■ **SOAL UNTUK DIKERJAKAN**
A: Ketik ulang bagian teks tentang puisi-puisi Eliot di antara "- Ash Wednesday" dan "puisi Eliot ini.", termasuk kedua bagian tersebut.
B: Menurut teks tentang puisi-puisi Eliot, pada tahun berapa The Hollow Men pertama kali muncul?
C: Lanjutkan teks tentang puisi-puisi Eliot setelah kalimat terakhirnya.

■ **KUTIPAN TEKS**
== == ==
The Waste Land ditulis di masa-masa sulit pernikahan Eliot dengan Vivienne. Baik Eliot dan Vivienne sama-sama mengalami gangguan kecemasan. Puisi ini juga kerap dianggap sebagai representasi kekecewaan generasi pasca-perang. Sebelum puisi ini diterbitkan dalam bentuk kumpulan pusi pada Desember 1922, Eliot tengah berusaha keluar dari keputusasaan sebagaimana yang diungkapkannya dalam suratnya untuk Richard Aldington pada 15 November 1922, "Sebagaimana The Waste Land, masa lalu terlalu jauh untuk kupikirkan dan kini aku merasa tengah menuju ke gaya dan bentuk yang baru."
The Waste Land memberikan sentuhan dalam kesusastraan modern. Kebetulan pula di tahun yang sama novel brilian 'Ulysses' karya James Joyce yang tak lain juga merupakan kawan Eliot, diterbitkan.
Ada beberapa kalimat dalam The Waste Land yang amat terkenal di antaranya: "April is the cruellest month"; "I will show you fear in a handful of dust"; dan "Shantih Shantih Shantih", yang diambilnya dari bahasa Sansekerta sebagai penutup puisinya.
- The Hollow Men
The Hollow Men muncul pertama kali pada 1925. Kritikus Edmund Wilson menganggapnya sebagai "Titik nadir dari fase keputusaan dan kesepian yang sama ekspresifnya seperti The Waste Land".
Bait yang populer dari The Hollow Men adalah:
This is the way the world ends
Not with a bang but a whimper.
- Ash Wednesday
Ash Wednesday merupakan puisi panjang pertama yang ditulis Eliot setelah memeluk agama Anglikan pada 1927. Ash Wednesday dipublikasikan pada 1930 setelah melalui beberapa kesulitan sebelum akhirnya mencapai kesepakatan. Ash Wednesday merupakan puisi dengan nuansa rohani dan aspirasi spiritual Eliot setelah ia menganut agama Anglikan.
Ash Wednesday banyak mendapat pujian dari kritikus seni bahkan menurut Edwin Muir, Ash Wednesday merupakan puisi "yang paling sempurna." Meski mendapat banyak pujian tapi tak sedikit pula yang tak menerima dengan baik puisi Eliot ini.
- Old Possum's Book of Practical Cats
Terbit pertama kali pada 1939. Di edisi pertama ini ada ilustrasi sang penulisnya di sampulnya. "Old Possum" merupakan nama julukan yang diberikan Ezra Pound untuk Eliot.
Pada 1954 komposer Alan Rawsthorne membuat sebuah karya orkestra berjudul Practical Cats yang diantaranya mengambil enam puisi dalam kumpulan puisi ini. Setelah kematian Eliot buku ini diadaptasi menjadi sebuah pertunjukan musikal oleh Andrew Lloyd Webber dengan judul Cats. Drama musikal tersebut pertama kali ditampilkan di London's West End pada 1981 dan setahun kemudian ditampilkan dalam panggung Broadway.
== == ==
■ **DATA YANG DITAMPILKAN**
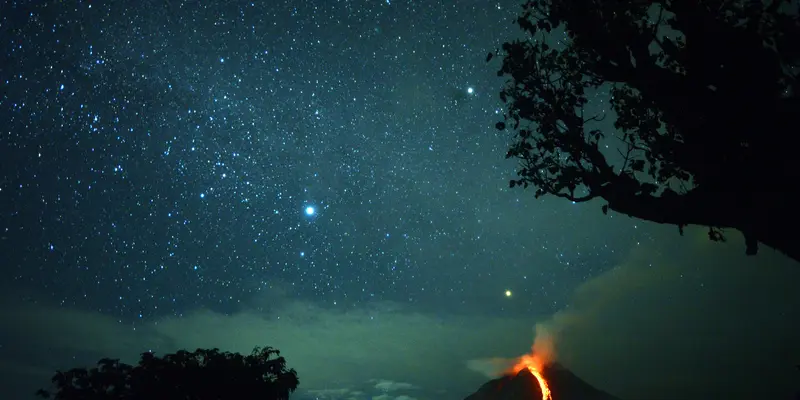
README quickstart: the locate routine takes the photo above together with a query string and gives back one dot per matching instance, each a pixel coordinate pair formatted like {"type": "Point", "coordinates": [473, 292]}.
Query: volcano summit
{"type": "Point", "coordinates": [563, 384]}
== == ==
■ **JAWABAN TIAP SOAL**
A:
- Ash Wednesday
Ash Wednesday merupakan puisi panjang pertama yang ditulis Eliot setelah memeluk agama Anglikan pada 1927. Ash Wednesday dipublikasikan pada 1930 setelah melalui beberapa kesulitan sebelum akhirnya mencapai kesepakatan. Ash Wednesday merupakan puisi dengan nuansa rohani dan aspirasi spiritual Eliot setelah ia menganut agama Anglikan.
Ash Wednesday banyak mendapat pujian dari kritikus seni bahkan menurut Edwin Muir, Ash Wednesday merupakan puisi "yang paling sempurna." Meski mendapat banyak pujian tapi tak sedikit pula yang tak menerima dengan baik puisi Eliot ini.

B: 1925

C:
- Four Quartets
Four Quartets terdiri dari empat puisi panjang yang sebelumnya diterbitkan secara terpisah. Burnt Norton (1936); East Coker (1940); The Dry Salvages (1941); dan Little Gidding (1942). Tiap puisi terdiri atas lima bagian. Setiap puisi merupakan meditasi atas alam dan masa dalam sudut pandang secara -teologis, historis, dan fisik- dan semua ini berhubungan dengan kondisi umat manusia. Keempat puisi ini merupakan representasi dari empat unsur utama kehidupan: udara, tanah/bumi (earth), air, dan api.
Burnt Norton merupakan puisi meditasi yang diawali dengan seorang narator mencoba untuk memfokuskan diri pada kekinian sementara alam meditasi membawanya melangkah menyusuri taman sambil memfokuskan diri pada gambaran dan suara-suara seperti burung, mawar, awan, dan kolam yang kosong. Meditasi itu lalu memimpin si narator untuk mencapai "titik" dimana ia akan mengalami suatu "anugrah". Di sesi akhir, sang narator mengkontemplasi seni ("kata-kata" dan "musik").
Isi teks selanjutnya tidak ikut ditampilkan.